> BRIEF: Whenever a line of the listing contains "clump", it counts; give the total number of such lines and nothing more.

> PROVIDED RECORDS:
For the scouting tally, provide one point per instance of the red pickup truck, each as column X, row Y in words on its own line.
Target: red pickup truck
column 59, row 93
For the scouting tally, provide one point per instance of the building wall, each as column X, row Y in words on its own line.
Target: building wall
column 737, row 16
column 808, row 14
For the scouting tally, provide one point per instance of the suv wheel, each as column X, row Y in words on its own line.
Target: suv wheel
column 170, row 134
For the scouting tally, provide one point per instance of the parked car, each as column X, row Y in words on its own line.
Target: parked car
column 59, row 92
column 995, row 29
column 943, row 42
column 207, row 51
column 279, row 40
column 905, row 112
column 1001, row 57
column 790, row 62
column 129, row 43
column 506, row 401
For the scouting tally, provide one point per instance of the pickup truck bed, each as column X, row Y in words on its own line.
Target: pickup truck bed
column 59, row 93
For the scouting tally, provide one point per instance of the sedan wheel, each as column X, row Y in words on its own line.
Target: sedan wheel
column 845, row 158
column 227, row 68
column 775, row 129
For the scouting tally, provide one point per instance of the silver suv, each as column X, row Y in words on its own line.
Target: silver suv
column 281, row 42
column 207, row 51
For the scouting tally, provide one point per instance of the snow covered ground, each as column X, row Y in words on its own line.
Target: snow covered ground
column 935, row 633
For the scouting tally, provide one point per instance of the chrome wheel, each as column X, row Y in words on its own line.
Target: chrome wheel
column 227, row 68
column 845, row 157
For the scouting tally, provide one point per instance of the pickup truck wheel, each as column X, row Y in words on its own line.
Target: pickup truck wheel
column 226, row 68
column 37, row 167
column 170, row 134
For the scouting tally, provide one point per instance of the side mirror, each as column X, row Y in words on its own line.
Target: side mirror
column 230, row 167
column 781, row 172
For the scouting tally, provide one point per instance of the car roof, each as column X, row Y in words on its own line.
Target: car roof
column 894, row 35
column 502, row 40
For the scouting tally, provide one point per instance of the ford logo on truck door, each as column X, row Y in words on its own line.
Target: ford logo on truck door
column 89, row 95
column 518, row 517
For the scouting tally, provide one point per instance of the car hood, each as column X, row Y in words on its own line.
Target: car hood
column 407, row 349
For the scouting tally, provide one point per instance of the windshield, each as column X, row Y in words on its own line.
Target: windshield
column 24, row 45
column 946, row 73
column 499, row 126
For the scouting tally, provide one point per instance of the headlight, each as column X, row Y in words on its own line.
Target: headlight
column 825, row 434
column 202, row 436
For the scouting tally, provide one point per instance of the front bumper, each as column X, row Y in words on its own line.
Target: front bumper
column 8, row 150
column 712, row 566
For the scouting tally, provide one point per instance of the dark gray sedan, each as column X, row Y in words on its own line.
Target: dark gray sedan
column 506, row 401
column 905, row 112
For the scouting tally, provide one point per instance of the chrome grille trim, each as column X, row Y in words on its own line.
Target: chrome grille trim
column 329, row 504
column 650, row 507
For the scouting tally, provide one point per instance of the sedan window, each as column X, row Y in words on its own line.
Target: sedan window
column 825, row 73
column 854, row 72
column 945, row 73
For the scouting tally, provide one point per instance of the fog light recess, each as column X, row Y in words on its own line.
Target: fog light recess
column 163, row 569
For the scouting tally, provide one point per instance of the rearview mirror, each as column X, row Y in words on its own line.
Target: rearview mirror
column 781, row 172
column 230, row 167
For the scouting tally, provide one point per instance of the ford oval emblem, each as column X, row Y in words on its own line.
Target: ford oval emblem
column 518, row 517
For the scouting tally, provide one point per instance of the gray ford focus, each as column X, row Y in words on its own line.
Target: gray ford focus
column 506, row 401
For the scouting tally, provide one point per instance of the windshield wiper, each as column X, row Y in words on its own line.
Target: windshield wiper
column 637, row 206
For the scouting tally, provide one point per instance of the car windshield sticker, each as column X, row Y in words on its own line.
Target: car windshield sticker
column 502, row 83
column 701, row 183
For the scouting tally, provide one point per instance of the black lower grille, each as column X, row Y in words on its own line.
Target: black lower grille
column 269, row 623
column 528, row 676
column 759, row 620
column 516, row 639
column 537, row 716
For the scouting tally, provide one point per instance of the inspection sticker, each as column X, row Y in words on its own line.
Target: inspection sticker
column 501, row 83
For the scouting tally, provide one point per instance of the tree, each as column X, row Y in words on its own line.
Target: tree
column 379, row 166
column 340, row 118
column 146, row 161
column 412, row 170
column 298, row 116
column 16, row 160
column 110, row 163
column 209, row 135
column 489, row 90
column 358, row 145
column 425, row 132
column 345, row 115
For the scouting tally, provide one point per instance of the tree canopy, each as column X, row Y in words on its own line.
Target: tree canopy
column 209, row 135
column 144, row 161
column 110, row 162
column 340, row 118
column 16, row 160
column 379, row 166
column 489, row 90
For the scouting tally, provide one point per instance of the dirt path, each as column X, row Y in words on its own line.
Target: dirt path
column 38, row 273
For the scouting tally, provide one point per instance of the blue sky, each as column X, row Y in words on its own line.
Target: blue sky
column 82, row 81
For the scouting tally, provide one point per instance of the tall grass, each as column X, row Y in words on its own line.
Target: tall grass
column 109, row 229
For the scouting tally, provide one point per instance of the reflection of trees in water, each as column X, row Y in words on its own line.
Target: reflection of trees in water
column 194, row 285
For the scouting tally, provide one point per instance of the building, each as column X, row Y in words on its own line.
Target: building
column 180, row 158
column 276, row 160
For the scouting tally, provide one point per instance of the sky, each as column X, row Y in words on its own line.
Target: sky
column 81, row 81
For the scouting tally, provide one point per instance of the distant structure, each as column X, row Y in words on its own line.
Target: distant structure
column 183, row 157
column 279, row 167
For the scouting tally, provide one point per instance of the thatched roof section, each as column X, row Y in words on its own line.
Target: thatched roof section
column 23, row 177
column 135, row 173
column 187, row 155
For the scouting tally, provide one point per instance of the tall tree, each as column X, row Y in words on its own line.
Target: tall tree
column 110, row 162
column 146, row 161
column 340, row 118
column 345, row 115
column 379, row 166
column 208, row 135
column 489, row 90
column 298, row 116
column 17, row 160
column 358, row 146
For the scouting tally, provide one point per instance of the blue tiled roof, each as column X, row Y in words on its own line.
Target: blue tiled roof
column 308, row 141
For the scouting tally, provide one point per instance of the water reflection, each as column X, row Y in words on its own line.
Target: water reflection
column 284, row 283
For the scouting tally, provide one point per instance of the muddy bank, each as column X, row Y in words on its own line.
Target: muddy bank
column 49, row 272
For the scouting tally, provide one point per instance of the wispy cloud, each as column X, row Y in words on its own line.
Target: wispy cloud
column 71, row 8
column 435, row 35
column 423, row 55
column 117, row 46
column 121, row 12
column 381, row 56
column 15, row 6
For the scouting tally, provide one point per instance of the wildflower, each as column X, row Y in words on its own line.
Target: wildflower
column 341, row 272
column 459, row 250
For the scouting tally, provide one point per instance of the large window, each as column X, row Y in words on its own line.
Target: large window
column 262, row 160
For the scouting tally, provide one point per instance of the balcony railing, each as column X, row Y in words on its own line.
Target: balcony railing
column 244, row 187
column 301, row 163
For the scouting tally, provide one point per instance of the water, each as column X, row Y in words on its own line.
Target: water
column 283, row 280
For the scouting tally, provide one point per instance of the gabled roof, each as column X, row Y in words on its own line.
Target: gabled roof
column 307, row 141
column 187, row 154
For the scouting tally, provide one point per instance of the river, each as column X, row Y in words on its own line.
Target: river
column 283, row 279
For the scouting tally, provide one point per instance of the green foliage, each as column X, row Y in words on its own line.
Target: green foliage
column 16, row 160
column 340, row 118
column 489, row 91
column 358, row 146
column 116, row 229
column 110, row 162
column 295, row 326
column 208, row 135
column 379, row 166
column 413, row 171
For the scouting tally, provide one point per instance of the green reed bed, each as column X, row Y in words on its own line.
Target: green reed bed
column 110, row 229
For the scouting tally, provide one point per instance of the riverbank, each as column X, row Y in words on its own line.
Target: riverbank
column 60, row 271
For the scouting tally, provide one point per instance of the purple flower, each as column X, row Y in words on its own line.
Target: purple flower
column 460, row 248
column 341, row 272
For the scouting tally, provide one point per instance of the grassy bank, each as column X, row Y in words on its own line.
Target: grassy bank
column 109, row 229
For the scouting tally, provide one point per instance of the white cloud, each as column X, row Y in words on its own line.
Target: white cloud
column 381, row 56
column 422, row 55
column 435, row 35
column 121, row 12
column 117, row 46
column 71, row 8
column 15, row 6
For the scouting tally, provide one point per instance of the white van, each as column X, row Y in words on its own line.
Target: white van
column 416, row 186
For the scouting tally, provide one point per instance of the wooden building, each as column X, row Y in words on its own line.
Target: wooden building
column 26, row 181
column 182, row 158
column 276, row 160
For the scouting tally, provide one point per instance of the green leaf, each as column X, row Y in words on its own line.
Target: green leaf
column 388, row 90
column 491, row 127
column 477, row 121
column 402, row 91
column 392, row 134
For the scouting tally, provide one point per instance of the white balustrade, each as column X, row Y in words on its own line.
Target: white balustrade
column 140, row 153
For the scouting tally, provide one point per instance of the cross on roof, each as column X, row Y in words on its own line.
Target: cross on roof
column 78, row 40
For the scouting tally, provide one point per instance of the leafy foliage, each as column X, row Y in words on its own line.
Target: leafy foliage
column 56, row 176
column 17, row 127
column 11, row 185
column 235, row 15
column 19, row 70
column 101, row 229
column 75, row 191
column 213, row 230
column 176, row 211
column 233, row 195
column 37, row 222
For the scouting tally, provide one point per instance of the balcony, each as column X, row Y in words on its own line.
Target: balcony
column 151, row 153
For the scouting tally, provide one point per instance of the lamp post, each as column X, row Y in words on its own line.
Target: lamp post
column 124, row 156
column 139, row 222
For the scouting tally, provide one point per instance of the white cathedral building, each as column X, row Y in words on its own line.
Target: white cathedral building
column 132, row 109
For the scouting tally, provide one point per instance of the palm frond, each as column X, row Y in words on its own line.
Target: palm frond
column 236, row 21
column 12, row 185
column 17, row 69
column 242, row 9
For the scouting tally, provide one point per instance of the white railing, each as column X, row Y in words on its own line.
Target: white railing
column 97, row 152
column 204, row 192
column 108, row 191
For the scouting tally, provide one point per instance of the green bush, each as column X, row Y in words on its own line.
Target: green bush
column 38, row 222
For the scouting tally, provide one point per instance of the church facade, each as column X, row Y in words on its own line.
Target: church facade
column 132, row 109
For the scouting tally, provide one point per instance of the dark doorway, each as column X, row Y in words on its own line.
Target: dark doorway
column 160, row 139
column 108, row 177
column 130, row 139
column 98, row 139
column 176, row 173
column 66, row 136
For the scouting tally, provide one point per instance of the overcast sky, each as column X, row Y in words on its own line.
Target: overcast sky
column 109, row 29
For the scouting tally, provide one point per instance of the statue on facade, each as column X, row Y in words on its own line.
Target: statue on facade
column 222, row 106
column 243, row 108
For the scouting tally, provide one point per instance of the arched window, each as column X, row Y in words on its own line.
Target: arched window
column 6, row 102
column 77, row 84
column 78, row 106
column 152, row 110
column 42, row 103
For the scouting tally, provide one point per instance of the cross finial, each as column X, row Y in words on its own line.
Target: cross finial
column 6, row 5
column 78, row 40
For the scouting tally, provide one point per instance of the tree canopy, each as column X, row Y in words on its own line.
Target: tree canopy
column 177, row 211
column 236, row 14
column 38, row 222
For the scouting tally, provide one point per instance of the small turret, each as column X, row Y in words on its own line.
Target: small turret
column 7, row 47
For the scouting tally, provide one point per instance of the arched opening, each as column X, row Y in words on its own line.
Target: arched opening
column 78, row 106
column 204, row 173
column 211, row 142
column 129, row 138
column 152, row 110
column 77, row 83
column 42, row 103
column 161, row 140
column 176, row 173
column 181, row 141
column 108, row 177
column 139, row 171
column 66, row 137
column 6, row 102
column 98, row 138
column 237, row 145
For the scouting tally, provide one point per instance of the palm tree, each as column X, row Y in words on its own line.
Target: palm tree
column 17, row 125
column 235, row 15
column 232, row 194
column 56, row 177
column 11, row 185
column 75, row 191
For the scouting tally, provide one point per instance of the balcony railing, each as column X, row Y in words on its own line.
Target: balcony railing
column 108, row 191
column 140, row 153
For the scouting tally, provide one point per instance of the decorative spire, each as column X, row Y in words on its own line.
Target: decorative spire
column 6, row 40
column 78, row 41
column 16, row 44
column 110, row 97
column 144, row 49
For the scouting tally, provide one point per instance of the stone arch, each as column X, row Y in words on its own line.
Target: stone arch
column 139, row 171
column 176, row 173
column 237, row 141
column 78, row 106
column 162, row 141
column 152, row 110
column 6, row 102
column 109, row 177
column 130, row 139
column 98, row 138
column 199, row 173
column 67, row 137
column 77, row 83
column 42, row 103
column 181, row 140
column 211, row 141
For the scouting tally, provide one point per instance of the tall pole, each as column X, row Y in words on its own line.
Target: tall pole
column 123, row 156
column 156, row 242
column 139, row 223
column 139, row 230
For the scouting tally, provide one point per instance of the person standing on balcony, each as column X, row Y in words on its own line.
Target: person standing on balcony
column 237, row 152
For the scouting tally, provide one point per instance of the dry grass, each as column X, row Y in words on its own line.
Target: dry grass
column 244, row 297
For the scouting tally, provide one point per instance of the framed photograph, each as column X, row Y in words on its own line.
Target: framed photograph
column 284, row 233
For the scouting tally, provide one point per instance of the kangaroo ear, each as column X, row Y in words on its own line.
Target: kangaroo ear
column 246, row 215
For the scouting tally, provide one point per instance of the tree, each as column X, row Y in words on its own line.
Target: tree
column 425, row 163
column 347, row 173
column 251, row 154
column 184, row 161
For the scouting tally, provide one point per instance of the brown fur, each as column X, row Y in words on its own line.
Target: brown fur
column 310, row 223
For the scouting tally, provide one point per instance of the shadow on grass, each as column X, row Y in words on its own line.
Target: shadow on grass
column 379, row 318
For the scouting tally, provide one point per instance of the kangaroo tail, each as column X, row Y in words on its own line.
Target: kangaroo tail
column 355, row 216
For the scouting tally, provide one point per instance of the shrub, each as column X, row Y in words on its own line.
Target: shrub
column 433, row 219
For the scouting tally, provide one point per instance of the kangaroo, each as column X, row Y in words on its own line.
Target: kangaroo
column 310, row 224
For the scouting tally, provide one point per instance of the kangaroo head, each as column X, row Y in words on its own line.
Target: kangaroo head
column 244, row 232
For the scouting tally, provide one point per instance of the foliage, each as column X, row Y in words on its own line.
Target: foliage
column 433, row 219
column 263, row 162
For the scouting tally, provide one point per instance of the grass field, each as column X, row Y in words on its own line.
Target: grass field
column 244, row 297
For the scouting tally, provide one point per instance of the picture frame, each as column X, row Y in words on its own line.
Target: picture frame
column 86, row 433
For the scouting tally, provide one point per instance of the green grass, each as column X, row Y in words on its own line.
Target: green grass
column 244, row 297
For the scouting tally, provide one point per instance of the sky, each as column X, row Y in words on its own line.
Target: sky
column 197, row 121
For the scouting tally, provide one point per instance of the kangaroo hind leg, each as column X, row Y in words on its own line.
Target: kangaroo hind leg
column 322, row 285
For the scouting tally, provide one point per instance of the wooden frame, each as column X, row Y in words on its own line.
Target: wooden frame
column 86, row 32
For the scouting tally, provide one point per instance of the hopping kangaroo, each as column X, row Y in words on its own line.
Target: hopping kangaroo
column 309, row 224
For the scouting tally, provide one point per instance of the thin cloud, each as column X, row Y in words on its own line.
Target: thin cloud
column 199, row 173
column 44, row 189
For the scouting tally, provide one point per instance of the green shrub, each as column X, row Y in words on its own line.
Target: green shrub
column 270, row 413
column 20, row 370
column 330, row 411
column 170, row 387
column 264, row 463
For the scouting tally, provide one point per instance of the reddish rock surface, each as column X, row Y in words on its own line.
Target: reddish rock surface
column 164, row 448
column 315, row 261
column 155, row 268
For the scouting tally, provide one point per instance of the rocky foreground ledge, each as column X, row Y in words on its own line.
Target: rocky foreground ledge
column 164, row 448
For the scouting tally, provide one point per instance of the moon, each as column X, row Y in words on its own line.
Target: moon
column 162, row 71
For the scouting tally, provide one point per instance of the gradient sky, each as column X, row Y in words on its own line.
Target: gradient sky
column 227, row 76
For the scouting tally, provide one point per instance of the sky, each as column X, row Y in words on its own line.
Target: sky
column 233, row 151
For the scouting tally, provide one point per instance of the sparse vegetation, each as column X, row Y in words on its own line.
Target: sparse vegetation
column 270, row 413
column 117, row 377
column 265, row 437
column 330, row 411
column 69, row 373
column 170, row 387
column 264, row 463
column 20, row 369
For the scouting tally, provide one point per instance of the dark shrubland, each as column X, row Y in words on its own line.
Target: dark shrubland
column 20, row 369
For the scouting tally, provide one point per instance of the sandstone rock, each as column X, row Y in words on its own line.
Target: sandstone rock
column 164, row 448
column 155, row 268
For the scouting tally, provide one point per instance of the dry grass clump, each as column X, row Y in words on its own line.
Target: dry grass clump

> ANSWER FOR THE TASK: 2